◆ ОТРЫВОК ◆
Главная > Выпуск № 5 > Столичные амбиции Георгия Исаакяна

Ольга Розанова

Столичные амбиции Георгия Исаакяна

«Столичный театр в нестоличном городе» – так формулирует стратегическую задачу Георгий Исаакян – художественный руководитель Пермского академического театра оперы и балета имени Чайковского. Возможно ли осуществить столь амбициозное намерение в театре со скромным бюджетом, отдаленном от культурных столиц на тысячи километров? Оказывается, возможно, если за дело берется человек энергичный, упорный и талантливый. К тому же Исаакяну есть на что опереться: в плане «столичности» пермский театр имеет солидный опыт. Когда десятилетия назад в опере царил Эмиль Пасынков, а в балете – Николай Боярчиков и Владимир Салимбаев, наши театральные столицы не без зависти оглядывались на Пермь. В ту пору прогремела на весь мир и местная балетная школа. Кстати, пермская балетная труппа – единственная в стране – формируется исключительно из выпускников собственного хореографического училища. Однако на исходе прошедшего столетия времена коренным образом изменились, и сегодня, чтобы выпустить новый спектакль, необходима помощь спонсоров. Предприимчивому худруку удается такую помощь находить, тратя на организационные хлопоты силы и время, отнятые у творческой работы. Зато «столичность», иначе говоря, первоклассное по всем параметрам качество продукции – налицо.
 
Событиями, из ряда вон выходящими, можно назвать две мартовские премьеры – оперу Генделя «Альцина» и балет Баланчина «Серенада» (на музыку «Струнной серенады» Чайковского).
 
Постановка «Альцины» – смелый эксперимент. Оперы Генделя (их около полусотни) – редчайший гость отечественной сцены, «Альцина» же и вовсе появляется  впервые. Театр не жалует гениального композитора по простой и вполне резонной причине: его оперы малосценичны. За редким исключением, божественной красоты музыка существует внутри громоздкой фабульной конструкции, изобилующей происшествиями, переодеваниями, узнаваниями и прочее. Немыслимое по современным нормам количество номеров для певцов, хора и оркестра (помимо речитативов) таково, что оперы длятся по пять-шесть часов. Сюжеты, заимствованные из античной мифологии и легендарной истории, трактованы в изысканно-галантном стиле. Вокальные номера изобилуют всеми видами колоратурной техники, требуя высочайшего исполнительского мастерства. Дополнительная сложность: мужские партии написаны для певцов-кастратов, каковых в наши дни не имеется. Опера-балет «Альцина» (по мотивам «Неистового Роланда» Лудовико Ариосто) – не исключение. Не удивительно, что первоначально Г. Исаакян намеревался представить творение своего любимого композитора в концертном виде. Но, видимо, профессиональное достоинство оперного режиссера одержало верх, а трудность задачи подхлестнула азарт.

Данные для сегментации изображений:
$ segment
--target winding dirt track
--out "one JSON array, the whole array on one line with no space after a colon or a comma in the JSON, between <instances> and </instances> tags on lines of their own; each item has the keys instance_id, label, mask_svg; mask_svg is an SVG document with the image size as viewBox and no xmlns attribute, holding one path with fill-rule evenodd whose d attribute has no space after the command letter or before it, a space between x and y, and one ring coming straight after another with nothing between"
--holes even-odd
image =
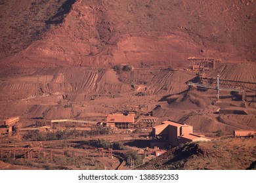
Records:
<instances>
[{"instance_id":1,"label":"winding dirt track","mask_svg":"<svg viewBox=\"0 0 256 183\"><path fill-rule=\"evenodd\" d=\"M110 136L110 135L102 135L102 136L96 136L87 138L75 138L75 139L69 139L64 140L54 140L54 141L30 141L25 142L18 142L18 143L11 143L11 144L1 144L0 147L13 147L13 146L26 146L29 144L54 144L54 143L60 143L60 142L75 142L75 141L89 141L89 140L97 140L97 139L106 139L110 141L116 141L117 139L118 141L129 141L139 138L139 135L119 135L118 136Z\"/></svg>"}]
</instances>

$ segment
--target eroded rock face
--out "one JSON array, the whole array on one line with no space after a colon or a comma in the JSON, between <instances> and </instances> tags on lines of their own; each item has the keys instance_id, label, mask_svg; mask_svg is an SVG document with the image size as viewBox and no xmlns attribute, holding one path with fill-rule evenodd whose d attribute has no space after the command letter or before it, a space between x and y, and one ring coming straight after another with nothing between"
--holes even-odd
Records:
<instances>
[{"instance_id":1,"label":"eroded rock face","mask_svg":"<svg viewBox=\"0 0 256 183\"><path fill-rule=\"evenodd\" d=\"M2 67L177 67L191 56L255 59L254 3L1 1Z\"/></svg>"}]
</instances>

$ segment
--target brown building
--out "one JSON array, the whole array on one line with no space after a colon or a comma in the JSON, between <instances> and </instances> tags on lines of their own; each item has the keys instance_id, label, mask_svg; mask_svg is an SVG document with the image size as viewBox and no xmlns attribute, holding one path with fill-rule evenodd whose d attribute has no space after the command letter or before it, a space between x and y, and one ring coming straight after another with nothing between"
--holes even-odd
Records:
<instances>
[{"instance_id":1,"label":"brown building","mask_svg":"<svg viewBox=\"0 0 256 183\"><path fill-rule=\"evenodd\" d=\"M13 117L5 120L0 124L0 134L2 135L12 135L13 126L19 121L20 117Z\"/></svg>"},{"instance_id":2,"label":"brown building","mask_svg":"<svg viewBox=\"0 0 256 183\"><path fill-rule=\"evenodd\" d=\"M193 134L192 126L171 121L164 121L161 125L153 127L152 133L154 136L167 139L173 146L190 142L210 141Z\"/></svg>"},{"instance_id":3,"label":"brown building","mask_svg":"<svg viewBox=\"0 0 256 183\"><path fill-rule=\"evenodd\" d=\"M256 137L256 129L235 130L234 136L235 137Z\"/></svg>"},{"instance_id":4,"label":"brown building","mask_svg":"<svg viewBox=\"0 0 256 183\"><path fill-rule=\"evenodd\" d=\"M108 115L106 125L112 128L129 129L129 126L134 124L135 116L134 114L129 114L127 116L123 114L110 114Z\"/></svg>"}]
</instances>

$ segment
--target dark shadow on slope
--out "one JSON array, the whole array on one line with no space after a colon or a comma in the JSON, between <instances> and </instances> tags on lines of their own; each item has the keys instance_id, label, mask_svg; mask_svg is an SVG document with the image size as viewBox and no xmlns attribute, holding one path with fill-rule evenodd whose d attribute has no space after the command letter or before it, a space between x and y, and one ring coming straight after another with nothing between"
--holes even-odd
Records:
<instances>
[{"instance_id":1,"label":"dark shadow on slope","mask_svg":"<svg viewBox=\"0 0 256 183\"><path fill-rule=\"evenodd\" d=\"M69 13L72 5L75 3L75 0L67 0L63 3L58 10L58 12L52 18L45 21L46 24L59 24L63 23L65 14Z\"/></svg>"}]
</instances>

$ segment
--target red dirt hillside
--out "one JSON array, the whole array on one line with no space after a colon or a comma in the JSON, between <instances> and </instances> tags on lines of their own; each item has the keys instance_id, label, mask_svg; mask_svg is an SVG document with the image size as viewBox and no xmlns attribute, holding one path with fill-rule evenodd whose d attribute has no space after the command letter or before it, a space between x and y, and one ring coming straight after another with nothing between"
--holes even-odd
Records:
<instances>
[{"instance_id":1,"label":"red dirt hillside","mask_svg":"<svg viewBox=\"0 0 256 183\"><path fill-rule=\"evenodd\" d=\"M2 0L0 10L1 67L256 59L252 0Z\"/></svg>"}]
</instances>

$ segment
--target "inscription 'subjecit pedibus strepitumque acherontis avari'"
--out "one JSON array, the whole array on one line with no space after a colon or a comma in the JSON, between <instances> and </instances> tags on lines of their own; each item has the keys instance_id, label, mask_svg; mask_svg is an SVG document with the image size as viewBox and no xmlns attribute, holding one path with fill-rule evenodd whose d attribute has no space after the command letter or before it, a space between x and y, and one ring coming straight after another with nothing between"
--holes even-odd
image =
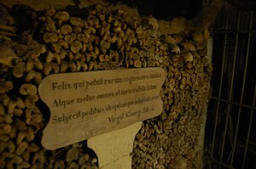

◆ ЗАДАНИЯ ДЛЯ ВЫПОЛНЕНИЯ ◆
(1) Из кого, согласно статье о Георгии Исаакяне, формируется пермская балетная труппа?
(2) Пожалуйста, подхватите статью о Георгии Исаакяне после ее последнего предложения и продолжите текст.
Этот материал для работы не понадобится.

◆ СПИСОК ОТВЕТОВ ◆
(1) Исключительно из выпускников собственного хореографического училища.

(2)
 
Исаакяну удалось ужать оперу по меньшей мере в два раза, пожертвовав несколькими вокальными и оркестровыми номерами и совершенно исключив  пространные речитативы. Вместо них ход событий поясняет закадровый голос, зачитывающий текст из программы к спектаклю. Это тем более необходимо, что опера исполняется так, как написана, – на итальянском языке, и разобраться в запутанном сюжете без подсказки трудновато. Но вообще-то сценическое действие не слишком заботит постановщика. Режиссура мизансцен минимальна, балетные эпизоды и вовсе отсутствуют, ничто не отвлекает от музыки. Спектакль напоминал бы костюмированный концерт, если бы не фантастическая зрелищность, созданная Исаакяном в содружестве с художником Игорем Гриневичем и художником по свету Сергеем Мартыновым.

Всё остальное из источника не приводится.